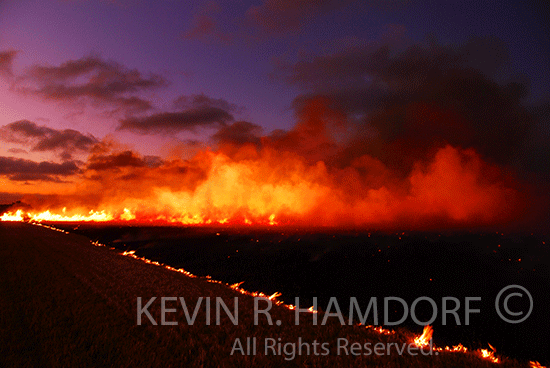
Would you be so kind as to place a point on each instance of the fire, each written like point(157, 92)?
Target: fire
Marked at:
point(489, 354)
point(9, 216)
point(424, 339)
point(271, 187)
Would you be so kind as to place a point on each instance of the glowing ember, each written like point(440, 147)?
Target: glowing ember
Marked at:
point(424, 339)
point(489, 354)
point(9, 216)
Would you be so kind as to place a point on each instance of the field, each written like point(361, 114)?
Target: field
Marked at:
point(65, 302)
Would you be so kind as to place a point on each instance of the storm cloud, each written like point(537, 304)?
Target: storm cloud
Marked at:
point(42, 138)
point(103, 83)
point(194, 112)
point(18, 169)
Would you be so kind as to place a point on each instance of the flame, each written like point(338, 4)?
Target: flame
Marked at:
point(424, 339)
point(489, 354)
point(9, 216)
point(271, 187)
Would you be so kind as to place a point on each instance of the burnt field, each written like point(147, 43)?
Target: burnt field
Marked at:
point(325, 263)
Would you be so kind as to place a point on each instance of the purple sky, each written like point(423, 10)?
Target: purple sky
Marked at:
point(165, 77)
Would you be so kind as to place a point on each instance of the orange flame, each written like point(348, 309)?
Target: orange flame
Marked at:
--
Quote every line of the records above verbatim, omitting the pictures from your answer.

Would you be so kind as to place a point on each instance of the fire, each written like point(157, 92)?
Target: fire
Marked at:
point(489, 354)
point(9, 216)
point(424, 339)
point(271, 187)
Would you be so kind as to place a point on each instance of the glowing ember, each written like point(440, 147)?
Target: glowing ember
Marked at:
point(424, 339)
point(489, 354)
point(9, 216)
Would you be so kind as to place a point on each instance of the field, each written like point(361, 114)?
Target: field
Marked at:
point(65, 302)
Would you be so kind as to place a point on each instance of the storm cloud, each written like point(537, 304)?
Target: storm cloud
Marked at:
point(42, 138)
point(103, 83)
point(194, 112)
point(18, 169)
Would you be so kind as to place a point on each instance of the flame, each written like point(338, 4)?
Target: flame
Marked at:
point(424, 339)
point(489, 354)
point(9, 216)
point(271, 187)
Would you be so kind as to place a point on each instance of the burnt field, each written like point(147, 43)?
Target: burnt field
Marked at:
point(325, 263)
Would you be so kind as to place a point on each instance of the purple sky, each written like point(423, 10)?
Target: purple sky
Marked at:
point(165, 77)
Would you be so kind as to place a point on each instance of the orange flame, each written like point(348, 309)?
Target: orange flame
Marked at:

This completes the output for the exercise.